OBJECTIVE
Find each line in the records that contains the word "flower" and copy it.

Detection annotation records:
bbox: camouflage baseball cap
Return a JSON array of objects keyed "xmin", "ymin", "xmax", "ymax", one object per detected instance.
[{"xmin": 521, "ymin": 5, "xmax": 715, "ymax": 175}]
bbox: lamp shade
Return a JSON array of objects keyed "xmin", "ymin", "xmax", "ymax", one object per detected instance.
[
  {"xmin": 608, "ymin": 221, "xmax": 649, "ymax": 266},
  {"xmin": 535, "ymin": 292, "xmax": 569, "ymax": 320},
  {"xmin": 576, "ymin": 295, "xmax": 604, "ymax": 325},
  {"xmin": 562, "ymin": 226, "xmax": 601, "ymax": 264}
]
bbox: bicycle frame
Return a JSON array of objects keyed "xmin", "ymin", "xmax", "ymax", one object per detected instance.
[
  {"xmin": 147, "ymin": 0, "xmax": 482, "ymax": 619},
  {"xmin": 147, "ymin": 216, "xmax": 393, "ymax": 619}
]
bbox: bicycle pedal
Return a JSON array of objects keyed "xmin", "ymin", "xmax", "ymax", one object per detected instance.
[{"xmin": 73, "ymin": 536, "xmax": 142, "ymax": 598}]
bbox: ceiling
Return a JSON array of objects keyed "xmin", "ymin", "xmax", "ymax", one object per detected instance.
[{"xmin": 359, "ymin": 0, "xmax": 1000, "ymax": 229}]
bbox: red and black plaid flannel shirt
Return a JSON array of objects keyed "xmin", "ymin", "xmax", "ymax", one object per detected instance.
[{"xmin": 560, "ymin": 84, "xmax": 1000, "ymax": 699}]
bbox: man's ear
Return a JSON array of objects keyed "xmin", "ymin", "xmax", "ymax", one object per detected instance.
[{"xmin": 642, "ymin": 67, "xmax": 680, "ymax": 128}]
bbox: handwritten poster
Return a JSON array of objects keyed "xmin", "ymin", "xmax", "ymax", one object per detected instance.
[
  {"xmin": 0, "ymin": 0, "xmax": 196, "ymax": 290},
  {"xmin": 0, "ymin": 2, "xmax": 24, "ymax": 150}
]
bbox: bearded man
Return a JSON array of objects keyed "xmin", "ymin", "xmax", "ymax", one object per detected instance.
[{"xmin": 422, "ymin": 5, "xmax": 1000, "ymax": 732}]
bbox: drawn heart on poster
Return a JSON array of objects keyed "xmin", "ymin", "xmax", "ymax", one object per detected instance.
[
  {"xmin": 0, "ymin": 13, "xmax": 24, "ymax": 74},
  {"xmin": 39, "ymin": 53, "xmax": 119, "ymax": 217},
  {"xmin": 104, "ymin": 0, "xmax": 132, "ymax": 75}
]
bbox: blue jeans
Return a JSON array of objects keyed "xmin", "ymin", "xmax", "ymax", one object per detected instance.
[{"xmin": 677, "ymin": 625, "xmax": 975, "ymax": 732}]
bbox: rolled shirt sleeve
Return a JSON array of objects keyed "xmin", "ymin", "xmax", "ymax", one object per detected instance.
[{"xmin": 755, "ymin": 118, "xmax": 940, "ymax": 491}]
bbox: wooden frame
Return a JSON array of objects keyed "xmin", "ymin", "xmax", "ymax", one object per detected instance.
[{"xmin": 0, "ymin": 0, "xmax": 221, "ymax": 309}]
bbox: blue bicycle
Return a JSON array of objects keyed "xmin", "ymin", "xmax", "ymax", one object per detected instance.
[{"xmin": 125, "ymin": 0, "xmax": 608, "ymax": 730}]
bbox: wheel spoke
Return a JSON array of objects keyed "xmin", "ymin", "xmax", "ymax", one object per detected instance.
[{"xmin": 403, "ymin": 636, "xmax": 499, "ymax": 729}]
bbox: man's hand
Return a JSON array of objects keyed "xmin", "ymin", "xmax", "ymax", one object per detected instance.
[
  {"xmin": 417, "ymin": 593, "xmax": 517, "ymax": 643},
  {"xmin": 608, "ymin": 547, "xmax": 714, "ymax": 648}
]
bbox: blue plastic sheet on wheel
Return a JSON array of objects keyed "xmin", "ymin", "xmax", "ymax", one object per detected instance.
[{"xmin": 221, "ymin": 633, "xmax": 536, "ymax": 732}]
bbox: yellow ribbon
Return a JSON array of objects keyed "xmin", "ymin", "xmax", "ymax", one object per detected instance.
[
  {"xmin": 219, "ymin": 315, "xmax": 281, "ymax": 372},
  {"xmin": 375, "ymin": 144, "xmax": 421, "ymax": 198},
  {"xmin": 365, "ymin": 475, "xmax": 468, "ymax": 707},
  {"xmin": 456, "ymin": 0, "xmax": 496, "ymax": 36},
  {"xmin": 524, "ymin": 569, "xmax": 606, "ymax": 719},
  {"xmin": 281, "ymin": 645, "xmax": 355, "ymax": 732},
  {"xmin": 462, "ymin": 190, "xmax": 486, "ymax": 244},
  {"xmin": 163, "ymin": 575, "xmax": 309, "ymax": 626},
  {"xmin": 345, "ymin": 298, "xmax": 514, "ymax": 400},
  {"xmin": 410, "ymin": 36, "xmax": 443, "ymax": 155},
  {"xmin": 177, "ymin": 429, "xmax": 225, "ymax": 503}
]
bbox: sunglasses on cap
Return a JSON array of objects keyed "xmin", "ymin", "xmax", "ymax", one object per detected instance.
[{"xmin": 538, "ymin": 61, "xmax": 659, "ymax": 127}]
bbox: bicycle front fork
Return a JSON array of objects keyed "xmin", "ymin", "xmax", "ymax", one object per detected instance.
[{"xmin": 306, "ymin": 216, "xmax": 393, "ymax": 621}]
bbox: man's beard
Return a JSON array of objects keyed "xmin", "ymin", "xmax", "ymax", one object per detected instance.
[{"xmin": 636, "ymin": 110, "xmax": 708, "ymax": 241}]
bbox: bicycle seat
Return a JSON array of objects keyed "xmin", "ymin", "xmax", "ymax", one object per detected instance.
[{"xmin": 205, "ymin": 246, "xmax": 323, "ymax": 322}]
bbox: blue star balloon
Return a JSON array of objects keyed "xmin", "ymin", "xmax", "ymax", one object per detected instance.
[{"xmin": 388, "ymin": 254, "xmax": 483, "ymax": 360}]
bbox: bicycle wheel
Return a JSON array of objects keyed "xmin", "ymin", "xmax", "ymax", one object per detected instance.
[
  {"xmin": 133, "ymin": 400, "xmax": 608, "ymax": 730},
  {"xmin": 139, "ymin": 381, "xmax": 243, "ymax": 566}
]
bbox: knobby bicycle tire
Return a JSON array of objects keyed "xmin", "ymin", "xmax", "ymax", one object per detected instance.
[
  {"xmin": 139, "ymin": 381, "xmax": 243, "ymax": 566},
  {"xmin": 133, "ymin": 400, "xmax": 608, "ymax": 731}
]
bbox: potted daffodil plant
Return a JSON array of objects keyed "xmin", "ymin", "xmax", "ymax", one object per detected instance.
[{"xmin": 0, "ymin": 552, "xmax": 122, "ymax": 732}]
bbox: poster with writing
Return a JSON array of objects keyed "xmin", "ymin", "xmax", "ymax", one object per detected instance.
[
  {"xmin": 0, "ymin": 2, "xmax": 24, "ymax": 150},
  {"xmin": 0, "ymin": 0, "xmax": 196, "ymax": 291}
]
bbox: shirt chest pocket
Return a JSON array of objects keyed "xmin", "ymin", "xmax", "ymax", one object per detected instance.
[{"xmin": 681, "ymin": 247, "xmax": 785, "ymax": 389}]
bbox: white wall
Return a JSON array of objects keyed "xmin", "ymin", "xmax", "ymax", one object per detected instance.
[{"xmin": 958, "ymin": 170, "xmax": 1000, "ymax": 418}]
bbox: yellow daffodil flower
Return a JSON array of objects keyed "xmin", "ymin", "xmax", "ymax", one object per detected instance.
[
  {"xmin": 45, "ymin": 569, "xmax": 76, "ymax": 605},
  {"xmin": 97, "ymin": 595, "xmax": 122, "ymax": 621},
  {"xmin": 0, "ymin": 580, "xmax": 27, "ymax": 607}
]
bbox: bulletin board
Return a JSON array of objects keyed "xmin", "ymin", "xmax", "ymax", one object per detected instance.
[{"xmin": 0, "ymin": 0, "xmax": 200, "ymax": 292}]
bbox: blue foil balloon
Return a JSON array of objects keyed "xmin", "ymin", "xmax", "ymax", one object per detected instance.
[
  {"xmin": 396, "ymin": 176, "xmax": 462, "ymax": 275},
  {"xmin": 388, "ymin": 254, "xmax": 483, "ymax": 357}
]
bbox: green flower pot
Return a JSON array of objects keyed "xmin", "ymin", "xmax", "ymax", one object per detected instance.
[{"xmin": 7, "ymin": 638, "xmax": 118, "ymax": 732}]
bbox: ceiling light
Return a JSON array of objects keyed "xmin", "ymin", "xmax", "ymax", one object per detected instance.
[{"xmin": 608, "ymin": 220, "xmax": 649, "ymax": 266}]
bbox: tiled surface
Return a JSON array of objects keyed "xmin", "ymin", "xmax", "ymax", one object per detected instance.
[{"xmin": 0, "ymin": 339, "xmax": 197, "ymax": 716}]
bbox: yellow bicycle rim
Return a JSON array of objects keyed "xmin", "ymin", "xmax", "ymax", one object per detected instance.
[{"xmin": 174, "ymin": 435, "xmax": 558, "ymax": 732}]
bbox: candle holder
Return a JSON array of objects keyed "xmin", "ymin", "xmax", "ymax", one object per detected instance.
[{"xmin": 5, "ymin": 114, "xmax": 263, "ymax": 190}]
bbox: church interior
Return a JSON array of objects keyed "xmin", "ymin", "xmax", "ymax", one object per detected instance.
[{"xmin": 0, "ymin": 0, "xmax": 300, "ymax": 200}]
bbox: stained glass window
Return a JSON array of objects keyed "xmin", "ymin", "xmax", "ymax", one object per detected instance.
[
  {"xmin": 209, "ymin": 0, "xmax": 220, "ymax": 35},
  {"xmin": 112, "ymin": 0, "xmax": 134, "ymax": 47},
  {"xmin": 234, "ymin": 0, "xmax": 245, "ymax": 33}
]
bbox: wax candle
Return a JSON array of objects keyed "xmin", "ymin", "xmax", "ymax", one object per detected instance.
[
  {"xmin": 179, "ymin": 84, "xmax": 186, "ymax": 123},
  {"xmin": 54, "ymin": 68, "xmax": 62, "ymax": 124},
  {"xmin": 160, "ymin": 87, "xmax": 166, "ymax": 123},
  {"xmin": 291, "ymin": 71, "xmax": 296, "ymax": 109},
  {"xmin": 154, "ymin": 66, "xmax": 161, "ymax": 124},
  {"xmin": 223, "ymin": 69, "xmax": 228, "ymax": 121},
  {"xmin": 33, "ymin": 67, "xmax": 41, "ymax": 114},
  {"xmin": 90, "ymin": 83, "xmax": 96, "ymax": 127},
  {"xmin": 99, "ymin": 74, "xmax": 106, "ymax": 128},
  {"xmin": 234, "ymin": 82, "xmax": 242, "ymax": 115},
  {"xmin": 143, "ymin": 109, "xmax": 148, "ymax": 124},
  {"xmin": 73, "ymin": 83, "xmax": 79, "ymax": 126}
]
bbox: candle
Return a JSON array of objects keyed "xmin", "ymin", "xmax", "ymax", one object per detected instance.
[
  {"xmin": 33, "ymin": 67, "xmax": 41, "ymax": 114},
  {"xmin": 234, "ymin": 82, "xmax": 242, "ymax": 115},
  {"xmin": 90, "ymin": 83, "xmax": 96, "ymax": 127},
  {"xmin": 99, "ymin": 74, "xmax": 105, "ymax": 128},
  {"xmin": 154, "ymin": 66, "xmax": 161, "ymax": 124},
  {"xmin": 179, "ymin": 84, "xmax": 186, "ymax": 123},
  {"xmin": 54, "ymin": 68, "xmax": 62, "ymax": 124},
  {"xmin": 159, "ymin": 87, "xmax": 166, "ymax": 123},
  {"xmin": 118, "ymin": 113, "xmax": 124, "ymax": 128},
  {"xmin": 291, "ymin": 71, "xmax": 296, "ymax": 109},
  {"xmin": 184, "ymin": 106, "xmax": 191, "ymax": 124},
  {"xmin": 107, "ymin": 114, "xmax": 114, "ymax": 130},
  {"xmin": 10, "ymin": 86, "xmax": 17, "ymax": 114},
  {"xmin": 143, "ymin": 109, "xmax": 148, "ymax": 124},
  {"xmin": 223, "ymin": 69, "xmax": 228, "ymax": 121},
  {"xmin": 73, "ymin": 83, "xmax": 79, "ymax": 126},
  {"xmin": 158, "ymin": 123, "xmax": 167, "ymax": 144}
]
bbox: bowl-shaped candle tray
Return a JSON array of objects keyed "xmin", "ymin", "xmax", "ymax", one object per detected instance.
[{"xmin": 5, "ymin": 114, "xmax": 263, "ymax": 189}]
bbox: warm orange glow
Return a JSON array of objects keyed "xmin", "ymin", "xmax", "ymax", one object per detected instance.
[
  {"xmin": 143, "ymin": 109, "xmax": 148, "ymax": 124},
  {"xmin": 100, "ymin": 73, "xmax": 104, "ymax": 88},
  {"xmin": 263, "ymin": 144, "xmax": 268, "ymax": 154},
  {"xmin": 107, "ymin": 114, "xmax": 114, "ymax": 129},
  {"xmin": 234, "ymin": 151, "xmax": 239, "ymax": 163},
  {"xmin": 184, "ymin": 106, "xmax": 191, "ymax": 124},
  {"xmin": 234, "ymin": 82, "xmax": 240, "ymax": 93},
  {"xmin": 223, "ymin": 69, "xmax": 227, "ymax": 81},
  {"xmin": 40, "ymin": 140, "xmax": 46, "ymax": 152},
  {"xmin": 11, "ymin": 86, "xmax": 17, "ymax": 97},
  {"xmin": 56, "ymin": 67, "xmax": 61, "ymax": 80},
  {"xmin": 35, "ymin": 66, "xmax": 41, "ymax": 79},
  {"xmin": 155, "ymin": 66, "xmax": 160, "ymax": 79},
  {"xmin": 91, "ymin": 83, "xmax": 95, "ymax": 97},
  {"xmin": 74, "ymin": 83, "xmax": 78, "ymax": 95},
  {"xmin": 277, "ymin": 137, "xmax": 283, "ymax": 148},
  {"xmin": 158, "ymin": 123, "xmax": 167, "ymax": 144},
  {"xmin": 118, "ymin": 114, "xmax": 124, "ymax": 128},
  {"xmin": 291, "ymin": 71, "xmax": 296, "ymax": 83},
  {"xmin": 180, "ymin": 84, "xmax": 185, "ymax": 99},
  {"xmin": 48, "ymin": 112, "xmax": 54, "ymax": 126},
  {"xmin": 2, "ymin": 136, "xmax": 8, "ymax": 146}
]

ANSWER TO THIS TASK
bbox: yellow daffodil flower
bbox: green flower pot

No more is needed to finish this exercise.